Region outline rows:
+ + +

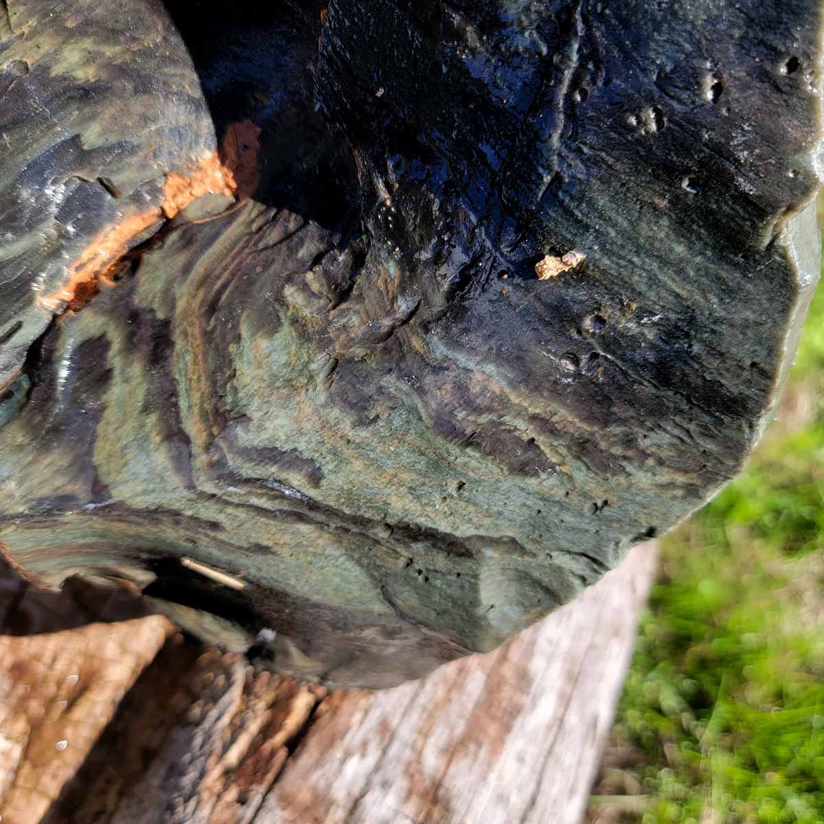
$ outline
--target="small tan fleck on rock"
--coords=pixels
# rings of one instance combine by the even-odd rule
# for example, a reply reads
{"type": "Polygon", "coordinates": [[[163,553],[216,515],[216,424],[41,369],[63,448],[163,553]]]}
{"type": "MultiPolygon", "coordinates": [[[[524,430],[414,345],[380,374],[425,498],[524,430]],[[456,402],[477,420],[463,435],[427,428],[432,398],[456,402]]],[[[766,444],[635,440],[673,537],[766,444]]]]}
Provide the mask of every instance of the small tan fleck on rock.
{"type": "Polygon", "coordinates": [[[569,272],[574,269],[586,257],[581,252],[569,251],[561,257],[553,255],[545,255],[536,265],[535,274],[538,280],[549,280],[557,278],[562,272],[569,272]]]}

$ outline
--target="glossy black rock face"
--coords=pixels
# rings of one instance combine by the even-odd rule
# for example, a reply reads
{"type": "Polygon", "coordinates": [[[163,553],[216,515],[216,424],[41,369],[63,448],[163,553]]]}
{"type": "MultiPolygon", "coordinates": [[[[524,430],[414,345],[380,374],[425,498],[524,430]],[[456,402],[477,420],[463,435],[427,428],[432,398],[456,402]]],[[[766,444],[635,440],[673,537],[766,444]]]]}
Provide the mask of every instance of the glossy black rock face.
{"type": "Polygon", "coordinates": [[[162,40],[79,7],[0,44],[52,44],[2,98],[0,185],[36,197],[0,218],[0,541],[33,575],[388,686],[739,471],[818,271],[817,2],[170,0],[162,40]],[[38,199],[77,166],[31,144],[54,88],[72,145],[132,135],[84,172],[115,206],[38,199]],[[106,254],[115,285],[38,302],[106,254]]]}

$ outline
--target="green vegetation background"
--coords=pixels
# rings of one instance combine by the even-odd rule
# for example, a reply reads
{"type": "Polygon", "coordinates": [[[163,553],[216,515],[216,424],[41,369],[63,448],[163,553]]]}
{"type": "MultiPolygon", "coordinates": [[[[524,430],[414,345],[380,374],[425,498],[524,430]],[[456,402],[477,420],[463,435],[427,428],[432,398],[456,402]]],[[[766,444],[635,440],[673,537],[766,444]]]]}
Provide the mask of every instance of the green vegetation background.
{"type": "Polygon", "coordinates": [[[590,822],[824,822],[824,288],[747,471],[661,542],[590,822]]]}

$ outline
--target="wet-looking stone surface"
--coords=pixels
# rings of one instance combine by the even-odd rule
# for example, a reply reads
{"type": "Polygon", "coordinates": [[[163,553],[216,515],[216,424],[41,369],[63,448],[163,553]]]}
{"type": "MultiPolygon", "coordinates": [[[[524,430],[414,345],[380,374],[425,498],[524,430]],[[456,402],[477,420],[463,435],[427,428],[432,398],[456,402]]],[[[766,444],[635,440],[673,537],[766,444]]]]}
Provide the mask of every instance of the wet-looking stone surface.
{"type": "Polygon", "coordinates": [[[490,649],[738,472],[814,0],[0,3],[0,541],[286,674],[490,649]]]}

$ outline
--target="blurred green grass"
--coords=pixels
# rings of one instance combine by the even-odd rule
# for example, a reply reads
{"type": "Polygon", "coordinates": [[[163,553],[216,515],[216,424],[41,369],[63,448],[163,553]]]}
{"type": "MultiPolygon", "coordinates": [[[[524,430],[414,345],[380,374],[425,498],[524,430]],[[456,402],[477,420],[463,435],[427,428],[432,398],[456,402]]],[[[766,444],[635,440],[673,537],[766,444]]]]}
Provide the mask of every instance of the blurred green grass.
{"type": "Polygon", "coordinates": [[[661,542],[591,822],[824,822],[822,398],[819,288],[747,471],[661,542]]]}

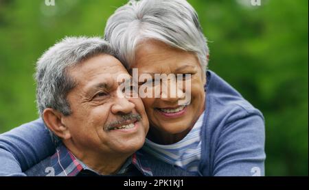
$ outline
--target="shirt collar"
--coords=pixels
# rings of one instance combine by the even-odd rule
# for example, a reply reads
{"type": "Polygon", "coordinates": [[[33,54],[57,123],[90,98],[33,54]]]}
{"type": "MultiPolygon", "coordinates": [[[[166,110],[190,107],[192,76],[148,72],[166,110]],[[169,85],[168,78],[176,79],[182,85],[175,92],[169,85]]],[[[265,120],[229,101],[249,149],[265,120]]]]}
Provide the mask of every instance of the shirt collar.
{"type": "MultiPolygon", "coordinates": [[[[95,174],[91,168],[88,167],[82,161],[78,160],[64,146],[60,144],[56,150],[56,153],[51,157],[51,163],[55,171],[56,176],[76,176],[82,170],[90,170],[95,174]]],[[[117,174],[125,174],[132,164],[144,176],[151,176],[152,172],[148,166],[147,161],[143,160],[143,154],[137,152],[129,157],[117,174]]],[[[98,175],[100,176],[99,174],[98,175]]]]}

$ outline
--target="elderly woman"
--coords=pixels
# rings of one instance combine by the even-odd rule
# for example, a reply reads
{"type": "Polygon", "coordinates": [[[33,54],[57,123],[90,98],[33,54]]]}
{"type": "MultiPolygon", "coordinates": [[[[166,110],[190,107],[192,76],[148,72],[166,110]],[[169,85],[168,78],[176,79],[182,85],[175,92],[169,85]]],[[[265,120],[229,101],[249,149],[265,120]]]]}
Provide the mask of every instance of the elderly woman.
{"type": "MultiPolygon", "coordinates": [[[[146,152],[201,176],[264,175],[262,114],[207,70],[206,38],[196,12],[186,1],[131,1],[108,19],[105,39],[128,70],[138,68],[139,75],[191,76],[183,79],[190,80],[189,92],[170,83],[168,87],[176,89],[175,97],[142,99],[150,124],[143,148],[146,152]],[[172,88],[173,85],[176,87],[172,88]],[[191,100],[179,105],[186,93],[191,100]]],[[[156,88],[157,83],[154,80],[149,85],[156,88]]],[[[50,137],[37,126],[30,123],[2,135],[0,147],[4,148],[0,152],[5,157],[1,157],[0,163],[9,163],[10,167],[0,164],[0,172],[20,174],[54,153],[50,137]],[[21,139],[32,143],[10,145],[21,139]]]]}

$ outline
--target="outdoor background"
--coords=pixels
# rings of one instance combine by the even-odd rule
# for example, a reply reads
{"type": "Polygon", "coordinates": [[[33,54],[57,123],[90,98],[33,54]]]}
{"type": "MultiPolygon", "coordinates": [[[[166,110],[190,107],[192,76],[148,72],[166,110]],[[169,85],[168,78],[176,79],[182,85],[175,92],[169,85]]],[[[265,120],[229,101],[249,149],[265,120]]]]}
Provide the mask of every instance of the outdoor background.
{"type": "MultiPolygon", "coordinates": [[[[308,0],[188,0],[210,48],[209,68],[266,119],[266,174],[308,176],[308,0]]],[[[126,0],[0,0],[0,133],[38,118],[37,58],[65,36],[103,36],[126,0]]]]}

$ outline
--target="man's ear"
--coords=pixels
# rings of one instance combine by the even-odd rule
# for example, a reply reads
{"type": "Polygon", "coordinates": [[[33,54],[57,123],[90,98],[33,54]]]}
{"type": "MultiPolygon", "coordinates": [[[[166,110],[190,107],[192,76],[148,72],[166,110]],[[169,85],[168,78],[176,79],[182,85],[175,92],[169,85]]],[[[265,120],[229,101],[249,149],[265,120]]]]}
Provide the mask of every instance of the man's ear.
{"type": "Polygon", "coordinates": [[[43,119],[50,131],[63,140],[71,138],[69,128],[63,124],[64,116],[52,108],[47,108],[43,113],[43,119]]]}

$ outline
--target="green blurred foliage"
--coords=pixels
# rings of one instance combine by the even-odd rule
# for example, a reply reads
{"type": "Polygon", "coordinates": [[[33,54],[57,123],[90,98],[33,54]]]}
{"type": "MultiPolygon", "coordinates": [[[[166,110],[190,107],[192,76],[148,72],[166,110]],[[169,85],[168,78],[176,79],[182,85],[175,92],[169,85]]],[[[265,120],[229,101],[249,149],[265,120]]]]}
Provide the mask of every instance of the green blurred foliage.
{"type": "MultiPolygon", "coordinates": [[[[0,133],[38,117],[35,62],[65,36],[102,36],[127,1],[0,0],[0,133]]],[[[308,176],[307,0],[188,0],[210,48],[209,68],[266,118],[267,176],[308,176]]]]}

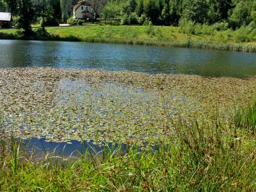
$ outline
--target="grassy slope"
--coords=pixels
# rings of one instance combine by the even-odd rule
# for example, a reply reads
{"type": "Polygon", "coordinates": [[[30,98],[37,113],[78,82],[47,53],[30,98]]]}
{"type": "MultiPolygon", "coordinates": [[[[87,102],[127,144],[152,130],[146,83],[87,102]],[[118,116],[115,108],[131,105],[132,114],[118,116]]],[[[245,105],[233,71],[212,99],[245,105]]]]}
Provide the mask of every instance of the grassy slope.
{"type": "MultiPolygon", "coordinates": [[[[214,35],[190,35],[175,27],[88,25],[72,27],[48,27],[51,38],[36,39],[195,47],[256,52],[256,41],[237,44],[233,31],[215,31],[214,35]]],[[[0,33],[15,34],[16,30],[0,33]]],[[[1,36],[1,35],[0,35],[1,36]]]]}
{"type": "Polygon", "coordinates": [[[120,148],[105,148],[90,159],[88,154],[35,159],[19,143],[1,140],[0,190],[255,191],[255,133],[223,123],[181,123],[172,144],[157,152],[130,146],[123,156],[120,148]]]}

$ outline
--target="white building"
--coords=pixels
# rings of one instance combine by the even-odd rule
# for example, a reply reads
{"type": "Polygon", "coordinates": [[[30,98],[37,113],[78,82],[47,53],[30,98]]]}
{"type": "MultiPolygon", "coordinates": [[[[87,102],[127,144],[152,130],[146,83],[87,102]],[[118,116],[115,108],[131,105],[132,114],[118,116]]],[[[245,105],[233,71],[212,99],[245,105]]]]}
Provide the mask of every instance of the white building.
{"type": "Polygon", "coordinates": [[[95,19],[96,13],[90,3],[82,1],[76,3],[73,9],[73,19],[95,19]]]}
{"type": "Polygon", "coordinates": [[[10,27],[11,20],[10,13],[0,12],[0,27],[10,27]]]}

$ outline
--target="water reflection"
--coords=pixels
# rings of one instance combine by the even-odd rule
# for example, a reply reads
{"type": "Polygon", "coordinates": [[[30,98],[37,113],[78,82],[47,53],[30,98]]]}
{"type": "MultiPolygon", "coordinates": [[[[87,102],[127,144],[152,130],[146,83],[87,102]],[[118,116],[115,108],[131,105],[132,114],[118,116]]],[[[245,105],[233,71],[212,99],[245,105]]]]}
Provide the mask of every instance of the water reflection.
{"type": "Polygon", "coordinates": [[[85,42],[0,40],[0,67],[53,66],[246,77],[256,54],[85,42]]]}

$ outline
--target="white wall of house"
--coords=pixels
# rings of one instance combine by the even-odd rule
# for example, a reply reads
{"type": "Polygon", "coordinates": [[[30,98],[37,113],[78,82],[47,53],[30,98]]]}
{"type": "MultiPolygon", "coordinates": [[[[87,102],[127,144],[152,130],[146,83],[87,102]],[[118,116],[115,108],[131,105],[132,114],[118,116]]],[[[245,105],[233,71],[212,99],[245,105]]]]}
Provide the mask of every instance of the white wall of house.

+ + +

TASK REQUIREMENTS: Identify every line in the rows above that contains the word "water", and copy each one. Case counts.

OUTPUT OF THE EXERCISE:
--target="water reflection"
Provide the mask of every instance of the water reflection.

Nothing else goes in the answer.